Repeat the lines of the listing below exactly, starting at the line that contains "trace --target baseboard" and running through the last line, both included, and only those.

::::::

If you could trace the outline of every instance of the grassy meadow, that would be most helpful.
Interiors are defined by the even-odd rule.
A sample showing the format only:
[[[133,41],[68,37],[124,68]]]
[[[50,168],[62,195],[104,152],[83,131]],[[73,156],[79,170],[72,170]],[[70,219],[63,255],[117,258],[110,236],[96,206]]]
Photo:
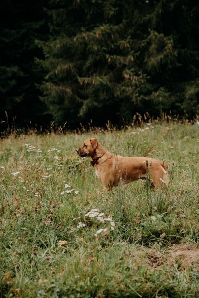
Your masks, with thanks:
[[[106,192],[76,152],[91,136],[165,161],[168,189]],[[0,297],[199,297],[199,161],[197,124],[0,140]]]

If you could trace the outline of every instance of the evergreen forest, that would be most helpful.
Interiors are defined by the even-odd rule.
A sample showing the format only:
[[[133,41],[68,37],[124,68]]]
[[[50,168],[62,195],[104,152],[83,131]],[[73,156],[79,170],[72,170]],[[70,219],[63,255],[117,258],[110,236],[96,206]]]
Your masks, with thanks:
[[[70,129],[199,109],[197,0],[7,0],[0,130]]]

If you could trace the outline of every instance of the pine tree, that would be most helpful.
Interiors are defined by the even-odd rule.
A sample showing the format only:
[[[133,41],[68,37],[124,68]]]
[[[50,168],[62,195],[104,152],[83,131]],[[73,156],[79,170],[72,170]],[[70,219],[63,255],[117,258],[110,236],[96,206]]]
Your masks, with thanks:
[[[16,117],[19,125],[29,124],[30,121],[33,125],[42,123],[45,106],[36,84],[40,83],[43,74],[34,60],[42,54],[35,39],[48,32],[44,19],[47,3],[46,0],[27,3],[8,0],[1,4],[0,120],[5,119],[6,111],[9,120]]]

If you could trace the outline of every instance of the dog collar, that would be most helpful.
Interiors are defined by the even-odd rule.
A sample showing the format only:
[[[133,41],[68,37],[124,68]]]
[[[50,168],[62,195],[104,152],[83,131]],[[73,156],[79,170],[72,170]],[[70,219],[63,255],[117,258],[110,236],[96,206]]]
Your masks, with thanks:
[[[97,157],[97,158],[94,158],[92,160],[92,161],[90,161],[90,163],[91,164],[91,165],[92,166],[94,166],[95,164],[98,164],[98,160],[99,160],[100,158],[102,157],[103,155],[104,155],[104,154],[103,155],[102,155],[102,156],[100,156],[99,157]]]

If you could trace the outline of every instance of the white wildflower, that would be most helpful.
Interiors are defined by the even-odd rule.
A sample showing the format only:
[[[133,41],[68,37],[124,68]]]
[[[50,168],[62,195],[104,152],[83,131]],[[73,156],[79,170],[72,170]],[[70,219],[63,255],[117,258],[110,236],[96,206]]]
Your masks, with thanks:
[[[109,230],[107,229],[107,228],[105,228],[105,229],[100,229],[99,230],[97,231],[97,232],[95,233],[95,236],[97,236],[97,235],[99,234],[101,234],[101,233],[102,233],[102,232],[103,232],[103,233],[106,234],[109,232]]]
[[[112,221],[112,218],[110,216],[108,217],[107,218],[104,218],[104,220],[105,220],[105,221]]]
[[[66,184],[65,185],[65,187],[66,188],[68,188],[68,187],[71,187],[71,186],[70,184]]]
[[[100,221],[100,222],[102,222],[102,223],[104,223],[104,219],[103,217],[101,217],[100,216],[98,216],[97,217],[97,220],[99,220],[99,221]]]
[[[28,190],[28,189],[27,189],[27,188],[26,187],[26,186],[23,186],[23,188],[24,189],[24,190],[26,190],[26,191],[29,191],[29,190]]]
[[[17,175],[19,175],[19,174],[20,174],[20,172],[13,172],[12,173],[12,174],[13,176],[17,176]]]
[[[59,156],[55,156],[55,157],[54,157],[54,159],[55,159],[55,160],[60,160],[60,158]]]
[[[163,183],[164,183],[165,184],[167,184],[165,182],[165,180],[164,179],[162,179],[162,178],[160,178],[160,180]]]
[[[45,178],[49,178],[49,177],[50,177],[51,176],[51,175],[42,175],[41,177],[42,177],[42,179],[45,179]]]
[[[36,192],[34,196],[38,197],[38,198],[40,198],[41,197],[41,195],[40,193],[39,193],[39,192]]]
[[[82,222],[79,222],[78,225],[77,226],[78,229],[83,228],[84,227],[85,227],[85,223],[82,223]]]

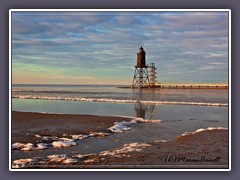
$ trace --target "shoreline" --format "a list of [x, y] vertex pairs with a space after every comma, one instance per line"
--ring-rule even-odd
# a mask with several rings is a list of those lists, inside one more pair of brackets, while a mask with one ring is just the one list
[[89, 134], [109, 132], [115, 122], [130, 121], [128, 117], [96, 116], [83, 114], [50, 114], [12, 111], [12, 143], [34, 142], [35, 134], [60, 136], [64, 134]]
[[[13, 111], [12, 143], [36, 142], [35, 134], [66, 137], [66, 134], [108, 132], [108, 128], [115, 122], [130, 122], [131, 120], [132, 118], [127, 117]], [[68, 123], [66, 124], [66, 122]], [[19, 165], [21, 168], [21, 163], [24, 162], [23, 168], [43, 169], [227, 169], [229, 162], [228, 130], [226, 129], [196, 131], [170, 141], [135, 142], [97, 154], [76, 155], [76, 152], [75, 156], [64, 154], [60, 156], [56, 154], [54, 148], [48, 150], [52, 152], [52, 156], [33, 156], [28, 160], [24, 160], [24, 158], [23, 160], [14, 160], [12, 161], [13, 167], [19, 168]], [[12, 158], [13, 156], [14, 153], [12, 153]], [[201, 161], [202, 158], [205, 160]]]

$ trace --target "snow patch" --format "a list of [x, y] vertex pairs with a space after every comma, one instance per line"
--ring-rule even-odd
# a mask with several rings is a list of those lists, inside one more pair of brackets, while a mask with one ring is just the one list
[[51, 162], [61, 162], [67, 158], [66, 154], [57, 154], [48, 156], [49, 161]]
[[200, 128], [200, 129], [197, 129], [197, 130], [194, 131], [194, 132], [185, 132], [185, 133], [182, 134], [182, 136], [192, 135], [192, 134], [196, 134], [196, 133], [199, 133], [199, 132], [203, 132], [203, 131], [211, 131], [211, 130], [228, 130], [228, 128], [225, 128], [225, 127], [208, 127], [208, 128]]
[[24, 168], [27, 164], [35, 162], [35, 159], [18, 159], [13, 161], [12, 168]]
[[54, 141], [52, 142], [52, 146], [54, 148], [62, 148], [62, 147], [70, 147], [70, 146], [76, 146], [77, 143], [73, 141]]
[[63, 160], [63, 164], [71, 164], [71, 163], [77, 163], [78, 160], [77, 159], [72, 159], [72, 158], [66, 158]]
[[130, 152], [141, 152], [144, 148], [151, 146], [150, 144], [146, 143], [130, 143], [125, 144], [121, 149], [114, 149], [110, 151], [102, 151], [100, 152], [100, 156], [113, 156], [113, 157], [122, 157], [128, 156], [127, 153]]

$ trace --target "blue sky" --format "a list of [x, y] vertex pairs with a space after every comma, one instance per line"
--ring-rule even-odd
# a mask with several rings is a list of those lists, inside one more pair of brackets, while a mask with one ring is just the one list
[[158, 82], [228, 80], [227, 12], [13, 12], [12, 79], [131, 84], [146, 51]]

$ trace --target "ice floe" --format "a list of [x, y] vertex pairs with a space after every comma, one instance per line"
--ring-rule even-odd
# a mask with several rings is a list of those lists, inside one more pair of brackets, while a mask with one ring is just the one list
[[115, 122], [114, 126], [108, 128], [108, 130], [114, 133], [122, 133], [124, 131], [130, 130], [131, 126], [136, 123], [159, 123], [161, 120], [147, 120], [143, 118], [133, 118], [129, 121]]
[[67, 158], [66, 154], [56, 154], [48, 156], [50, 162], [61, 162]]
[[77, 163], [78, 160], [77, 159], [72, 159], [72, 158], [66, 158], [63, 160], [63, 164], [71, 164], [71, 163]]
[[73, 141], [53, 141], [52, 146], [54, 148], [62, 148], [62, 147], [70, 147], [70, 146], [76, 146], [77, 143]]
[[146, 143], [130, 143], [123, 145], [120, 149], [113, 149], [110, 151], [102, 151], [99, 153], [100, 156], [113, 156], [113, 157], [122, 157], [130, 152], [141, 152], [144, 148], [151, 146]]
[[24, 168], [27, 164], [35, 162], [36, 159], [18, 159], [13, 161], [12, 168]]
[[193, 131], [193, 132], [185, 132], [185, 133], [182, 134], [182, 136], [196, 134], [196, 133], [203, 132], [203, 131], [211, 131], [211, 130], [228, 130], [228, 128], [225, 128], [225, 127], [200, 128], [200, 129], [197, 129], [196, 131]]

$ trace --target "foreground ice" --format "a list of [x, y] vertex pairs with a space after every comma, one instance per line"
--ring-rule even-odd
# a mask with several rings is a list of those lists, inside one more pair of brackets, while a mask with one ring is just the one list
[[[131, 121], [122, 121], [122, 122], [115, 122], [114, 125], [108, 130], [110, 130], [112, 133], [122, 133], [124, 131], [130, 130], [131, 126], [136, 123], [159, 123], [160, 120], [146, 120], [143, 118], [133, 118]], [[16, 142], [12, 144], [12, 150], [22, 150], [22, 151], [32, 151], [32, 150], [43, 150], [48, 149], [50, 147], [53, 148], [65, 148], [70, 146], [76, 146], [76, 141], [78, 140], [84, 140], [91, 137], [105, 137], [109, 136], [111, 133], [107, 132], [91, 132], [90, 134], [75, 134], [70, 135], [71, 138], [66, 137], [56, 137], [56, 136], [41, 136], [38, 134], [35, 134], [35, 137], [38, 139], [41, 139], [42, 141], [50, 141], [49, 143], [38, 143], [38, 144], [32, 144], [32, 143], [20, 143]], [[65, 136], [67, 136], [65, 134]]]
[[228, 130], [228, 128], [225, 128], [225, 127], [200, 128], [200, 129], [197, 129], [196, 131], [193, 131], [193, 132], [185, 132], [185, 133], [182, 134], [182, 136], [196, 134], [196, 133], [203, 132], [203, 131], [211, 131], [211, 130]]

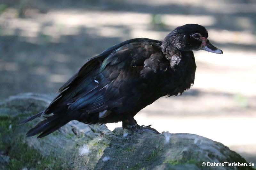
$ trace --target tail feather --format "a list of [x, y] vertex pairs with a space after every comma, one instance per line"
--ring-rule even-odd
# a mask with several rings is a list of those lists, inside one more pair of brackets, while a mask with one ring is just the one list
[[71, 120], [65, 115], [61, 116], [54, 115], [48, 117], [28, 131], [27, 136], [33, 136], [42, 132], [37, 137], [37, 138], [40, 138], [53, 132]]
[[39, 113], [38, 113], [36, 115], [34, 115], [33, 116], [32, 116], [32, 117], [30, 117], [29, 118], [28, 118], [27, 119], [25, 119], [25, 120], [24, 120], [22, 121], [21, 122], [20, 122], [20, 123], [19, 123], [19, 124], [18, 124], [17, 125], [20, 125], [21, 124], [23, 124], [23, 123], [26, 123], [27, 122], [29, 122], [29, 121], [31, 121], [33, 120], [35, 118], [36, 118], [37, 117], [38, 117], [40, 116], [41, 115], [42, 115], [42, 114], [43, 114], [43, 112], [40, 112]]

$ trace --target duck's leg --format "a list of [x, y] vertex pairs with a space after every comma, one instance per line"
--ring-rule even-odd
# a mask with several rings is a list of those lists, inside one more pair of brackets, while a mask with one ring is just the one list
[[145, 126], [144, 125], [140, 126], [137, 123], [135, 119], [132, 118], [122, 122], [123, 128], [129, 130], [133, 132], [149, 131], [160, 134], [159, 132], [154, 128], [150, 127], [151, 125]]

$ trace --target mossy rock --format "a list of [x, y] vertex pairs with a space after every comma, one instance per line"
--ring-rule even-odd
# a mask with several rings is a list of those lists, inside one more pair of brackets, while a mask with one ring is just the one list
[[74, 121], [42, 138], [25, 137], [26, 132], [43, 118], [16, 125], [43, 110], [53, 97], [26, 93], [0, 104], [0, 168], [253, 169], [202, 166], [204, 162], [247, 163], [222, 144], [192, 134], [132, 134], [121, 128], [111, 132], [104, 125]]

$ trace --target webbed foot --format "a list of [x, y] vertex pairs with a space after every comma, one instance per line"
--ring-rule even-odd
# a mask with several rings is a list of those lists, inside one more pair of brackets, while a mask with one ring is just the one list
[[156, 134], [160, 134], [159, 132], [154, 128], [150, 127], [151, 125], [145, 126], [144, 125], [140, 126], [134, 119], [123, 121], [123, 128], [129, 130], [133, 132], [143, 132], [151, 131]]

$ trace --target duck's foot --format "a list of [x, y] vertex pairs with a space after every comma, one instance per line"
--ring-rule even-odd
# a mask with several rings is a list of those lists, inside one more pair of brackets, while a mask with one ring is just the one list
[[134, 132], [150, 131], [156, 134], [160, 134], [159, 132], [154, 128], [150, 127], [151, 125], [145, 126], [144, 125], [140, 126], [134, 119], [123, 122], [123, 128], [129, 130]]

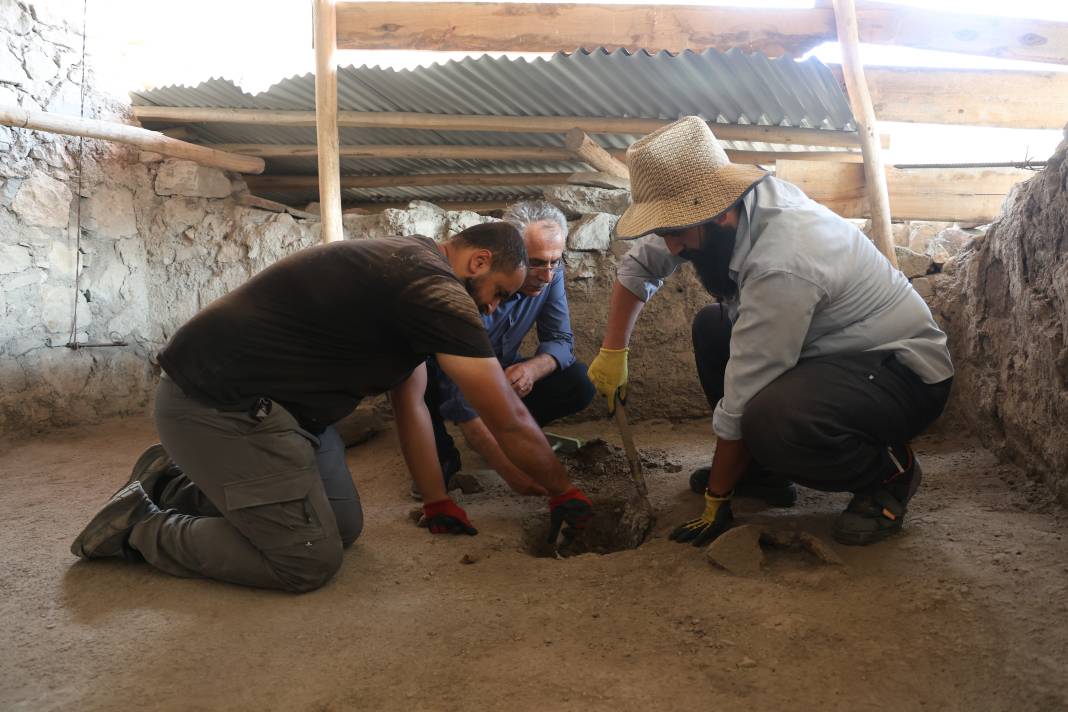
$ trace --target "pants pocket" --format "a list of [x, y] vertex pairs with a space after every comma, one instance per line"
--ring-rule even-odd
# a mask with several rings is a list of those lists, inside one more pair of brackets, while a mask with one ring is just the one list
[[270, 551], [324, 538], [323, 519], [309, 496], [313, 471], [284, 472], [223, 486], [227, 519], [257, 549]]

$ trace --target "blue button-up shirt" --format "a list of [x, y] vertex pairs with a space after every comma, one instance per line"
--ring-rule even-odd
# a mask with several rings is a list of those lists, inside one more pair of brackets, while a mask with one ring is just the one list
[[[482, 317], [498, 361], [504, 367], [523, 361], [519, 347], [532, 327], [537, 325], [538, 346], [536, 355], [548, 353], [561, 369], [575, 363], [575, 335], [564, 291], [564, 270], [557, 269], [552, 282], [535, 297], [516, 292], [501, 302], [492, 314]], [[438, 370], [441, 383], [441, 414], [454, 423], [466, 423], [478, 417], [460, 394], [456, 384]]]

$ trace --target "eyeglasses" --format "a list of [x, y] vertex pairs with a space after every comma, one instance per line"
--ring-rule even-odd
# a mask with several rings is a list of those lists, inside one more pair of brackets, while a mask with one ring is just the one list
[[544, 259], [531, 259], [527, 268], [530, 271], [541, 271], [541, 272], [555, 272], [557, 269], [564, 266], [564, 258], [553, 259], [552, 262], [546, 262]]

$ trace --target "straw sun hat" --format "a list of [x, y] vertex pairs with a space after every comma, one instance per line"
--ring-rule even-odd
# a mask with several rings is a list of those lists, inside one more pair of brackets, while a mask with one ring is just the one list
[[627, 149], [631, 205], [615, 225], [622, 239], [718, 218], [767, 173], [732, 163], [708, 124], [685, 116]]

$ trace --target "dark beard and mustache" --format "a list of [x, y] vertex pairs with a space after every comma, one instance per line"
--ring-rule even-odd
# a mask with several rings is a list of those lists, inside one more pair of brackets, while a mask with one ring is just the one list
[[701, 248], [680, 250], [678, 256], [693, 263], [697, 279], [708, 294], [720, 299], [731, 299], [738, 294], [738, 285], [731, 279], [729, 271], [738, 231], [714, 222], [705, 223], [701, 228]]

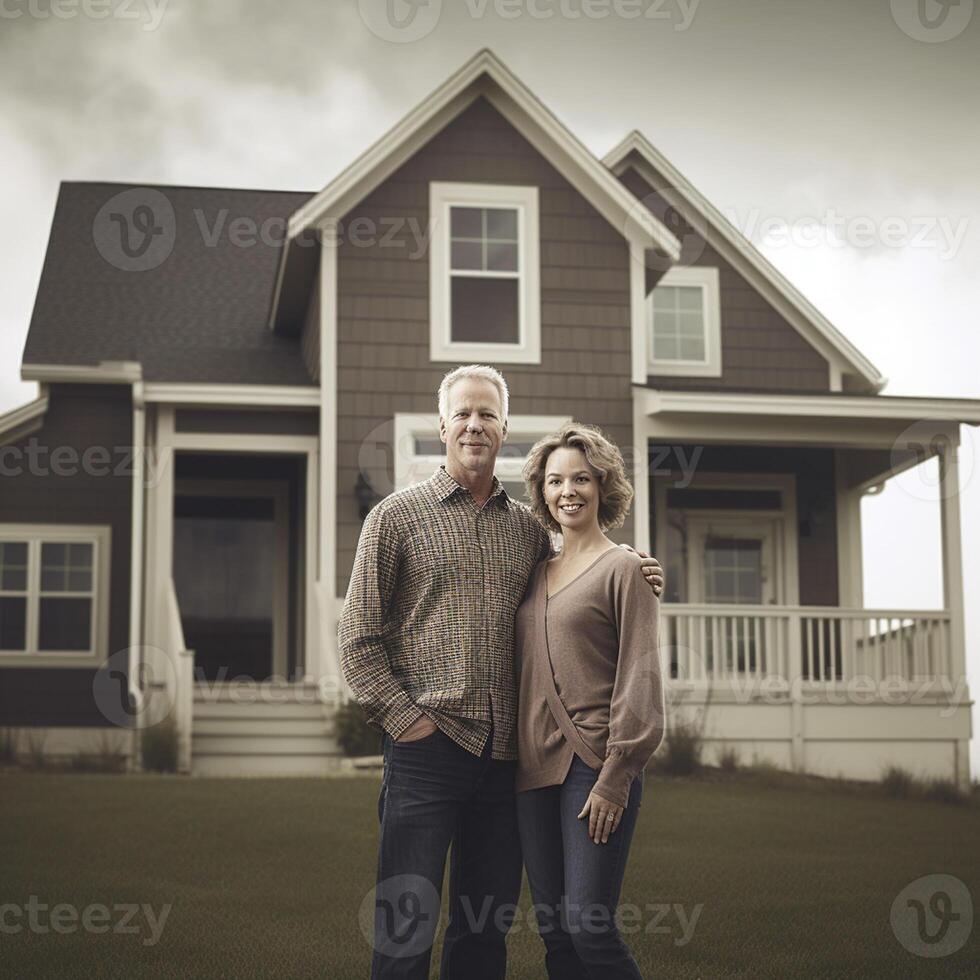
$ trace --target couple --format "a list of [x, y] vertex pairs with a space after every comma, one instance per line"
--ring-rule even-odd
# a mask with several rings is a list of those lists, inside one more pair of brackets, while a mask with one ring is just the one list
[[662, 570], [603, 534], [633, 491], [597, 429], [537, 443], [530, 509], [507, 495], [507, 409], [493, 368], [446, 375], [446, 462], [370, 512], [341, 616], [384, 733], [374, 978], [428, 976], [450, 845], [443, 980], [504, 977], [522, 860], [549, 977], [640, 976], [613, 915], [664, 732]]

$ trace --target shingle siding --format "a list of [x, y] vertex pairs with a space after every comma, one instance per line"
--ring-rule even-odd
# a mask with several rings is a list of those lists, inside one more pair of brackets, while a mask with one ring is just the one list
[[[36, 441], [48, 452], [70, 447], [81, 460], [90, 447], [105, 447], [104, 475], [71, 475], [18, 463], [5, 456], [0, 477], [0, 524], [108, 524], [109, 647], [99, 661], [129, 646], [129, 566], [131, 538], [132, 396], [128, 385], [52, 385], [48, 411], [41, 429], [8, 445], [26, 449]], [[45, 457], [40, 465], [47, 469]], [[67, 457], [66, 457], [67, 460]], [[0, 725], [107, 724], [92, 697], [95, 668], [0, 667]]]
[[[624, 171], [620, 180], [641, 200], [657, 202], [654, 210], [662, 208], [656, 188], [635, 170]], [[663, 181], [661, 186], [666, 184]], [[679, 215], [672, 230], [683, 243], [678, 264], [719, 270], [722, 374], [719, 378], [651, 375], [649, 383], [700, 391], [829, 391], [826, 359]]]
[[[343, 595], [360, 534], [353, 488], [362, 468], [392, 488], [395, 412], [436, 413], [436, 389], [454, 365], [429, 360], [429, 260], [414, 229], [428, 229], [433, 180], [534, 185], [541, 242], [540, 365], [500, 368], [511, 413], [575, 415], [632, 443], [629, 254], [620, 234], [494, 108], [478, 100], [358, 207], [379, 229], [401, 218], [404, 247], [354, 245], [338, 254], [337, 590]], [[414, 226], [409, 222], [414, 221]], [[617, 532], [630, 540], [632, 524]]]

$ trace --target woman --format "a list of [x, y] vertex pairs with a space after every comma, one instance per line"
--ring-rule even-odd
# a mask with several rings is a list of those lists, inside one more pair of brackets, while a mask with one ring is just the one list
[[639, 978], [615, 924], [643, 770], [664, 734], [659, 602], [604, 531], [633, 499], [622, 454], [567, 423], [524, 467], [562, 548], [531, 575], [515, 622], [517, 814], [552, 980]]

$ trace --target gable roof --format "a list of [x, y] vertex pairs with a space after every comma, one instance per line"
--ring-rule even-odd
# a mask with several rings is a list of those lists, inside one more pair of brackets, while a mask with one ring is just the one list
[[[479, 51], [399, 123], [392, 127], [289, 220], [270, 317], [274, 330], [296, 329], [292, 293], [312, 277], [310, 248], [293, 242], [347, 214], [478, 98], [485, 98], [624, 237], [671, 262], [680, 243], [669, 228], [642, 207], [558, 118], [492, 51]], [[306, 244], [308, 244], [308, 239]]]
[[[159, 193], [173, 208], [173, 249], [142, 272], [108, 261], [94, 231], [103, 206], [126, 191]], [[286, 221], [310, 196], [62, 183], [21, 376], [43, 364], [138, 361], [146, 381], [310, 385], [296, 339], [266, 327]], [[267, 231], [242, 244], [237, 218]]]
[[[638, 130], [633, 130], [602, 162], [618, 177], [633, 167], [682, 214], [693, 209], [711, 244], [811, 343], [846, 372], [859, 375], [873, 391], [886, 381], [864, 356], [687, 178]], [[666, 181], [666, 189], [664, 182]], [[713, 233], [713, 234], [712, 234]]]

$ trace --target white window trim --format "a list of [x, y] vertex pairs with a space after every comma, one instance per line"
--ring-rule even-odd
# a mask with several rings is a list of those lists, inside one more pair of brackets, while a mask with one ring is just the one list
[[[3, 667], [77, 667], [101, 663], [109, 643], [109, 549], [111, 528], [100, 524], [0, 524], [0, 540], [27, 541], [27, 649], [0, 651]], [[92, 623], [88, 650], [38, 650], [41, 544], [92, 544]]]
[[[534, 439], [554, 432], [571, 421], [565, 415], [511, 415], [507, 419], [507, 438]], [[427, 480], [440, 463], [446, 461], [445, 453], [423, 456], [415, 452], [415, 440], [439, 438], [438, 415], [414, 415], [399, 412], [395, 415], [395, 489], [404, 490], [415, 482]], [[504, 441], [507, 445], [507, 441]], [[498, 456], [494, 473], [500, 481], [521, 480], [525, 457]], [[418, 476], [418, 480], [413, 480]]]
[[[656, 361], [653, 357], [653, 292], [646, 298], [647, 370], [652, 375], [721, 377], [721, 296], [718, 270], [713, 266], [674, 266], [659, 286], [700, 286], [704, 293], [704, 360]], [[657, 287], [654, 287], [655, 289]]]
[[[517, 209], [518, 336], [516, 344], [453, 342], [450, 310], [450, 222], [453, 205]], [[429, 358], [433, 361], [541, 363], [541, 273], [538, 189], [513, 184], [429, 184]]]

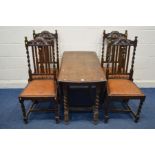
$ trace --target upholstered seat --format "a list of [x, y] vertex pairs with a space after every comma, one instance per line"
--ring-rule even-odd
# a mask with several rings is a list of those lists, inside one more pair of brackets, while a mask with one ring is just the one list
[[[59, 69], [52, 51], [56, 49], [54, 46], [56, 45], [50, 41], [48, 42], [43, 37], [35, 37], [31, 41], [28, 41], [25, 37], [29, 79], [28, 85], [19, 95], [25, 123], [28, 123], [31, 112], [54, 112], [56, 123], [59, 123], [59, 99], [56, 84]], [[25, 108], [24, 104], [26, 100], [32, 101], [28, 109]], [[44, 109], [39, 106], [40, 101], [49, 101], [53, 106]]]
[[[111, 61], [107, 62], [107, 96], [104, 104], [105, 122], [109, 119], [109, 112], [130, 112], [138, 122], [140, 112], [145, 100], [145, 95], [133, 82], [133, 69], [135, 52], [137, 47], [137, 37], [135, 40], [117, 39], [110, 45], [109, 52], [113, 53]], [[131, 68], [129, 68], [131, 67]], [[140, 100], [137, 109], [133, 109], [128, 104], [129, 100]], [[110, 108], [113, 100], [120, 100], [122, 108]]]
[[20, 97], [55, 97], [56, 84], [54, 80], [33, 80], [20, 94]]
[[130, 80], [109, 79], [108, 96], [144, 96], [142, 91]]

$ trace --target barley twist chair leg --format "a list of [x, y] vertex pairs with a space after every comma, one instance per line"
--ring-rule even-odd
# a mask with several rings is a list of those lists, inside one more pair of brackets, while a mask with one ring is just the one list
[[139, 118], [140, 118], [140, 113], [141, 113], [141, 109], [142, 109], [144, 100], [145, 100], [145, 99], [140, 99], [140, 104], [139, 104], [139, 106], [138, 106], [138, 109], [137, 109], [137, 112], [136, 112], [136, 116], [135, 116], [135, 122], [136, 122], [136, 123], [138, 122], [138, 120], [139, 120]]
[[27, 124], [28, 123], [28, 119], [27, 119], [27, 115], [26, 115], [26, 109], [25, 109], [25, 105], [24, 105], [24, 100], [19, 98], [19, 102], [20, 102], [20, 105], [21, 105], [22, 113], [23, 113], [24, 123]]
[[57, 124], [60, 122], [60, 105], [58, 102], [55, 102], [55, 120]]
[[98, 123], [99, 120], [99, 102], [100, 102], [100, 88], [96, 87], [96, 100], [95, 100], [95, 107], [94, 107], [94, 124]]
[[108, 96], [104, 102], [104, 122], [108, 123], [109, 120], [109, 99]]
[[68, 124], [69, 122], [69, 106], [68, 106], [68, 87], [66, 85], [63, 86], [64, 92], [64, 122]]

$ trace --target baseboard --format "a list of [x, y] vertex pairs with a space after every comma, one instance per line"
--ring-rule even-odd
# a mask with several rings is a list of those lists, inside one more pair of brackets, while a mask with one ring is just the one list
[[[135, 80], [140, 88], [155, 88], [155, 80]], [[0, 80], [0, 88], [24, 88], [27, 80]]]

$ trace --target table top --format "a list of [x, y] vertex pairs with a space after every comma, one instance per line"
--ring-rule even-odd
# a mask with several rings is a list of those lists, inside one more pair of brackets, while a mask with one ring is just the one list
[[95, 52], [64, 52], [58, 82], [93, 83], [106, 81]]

::::::

§ SOLUTION FOR THIS EXERCISE:
$ trace --target baseboard --format "a list of [x, y] vertex pairs with a space after every comma, one instance per line"
--ring-rule even-odd
# a mask with several rings is a list of those lists, inside one more pair of brackets, while a mask with one ring is just the one list
[[[135, 80], [140, 88], [155, 88], [155, 80]], [[0, 80], [0, 88], [24, 88], [27, 80]]]

$ trace --target table top --format "a list of [x, y] vertex pairs with a space after every comma, one instance per line"
--ring-rule even-odd
# a mask with several rings is a list of those lists, inside one more pair of brackets, while a mask with one ring is just the one list
[[95, 52], [64, 52], [58, 82], [93, 83], [106, 81]]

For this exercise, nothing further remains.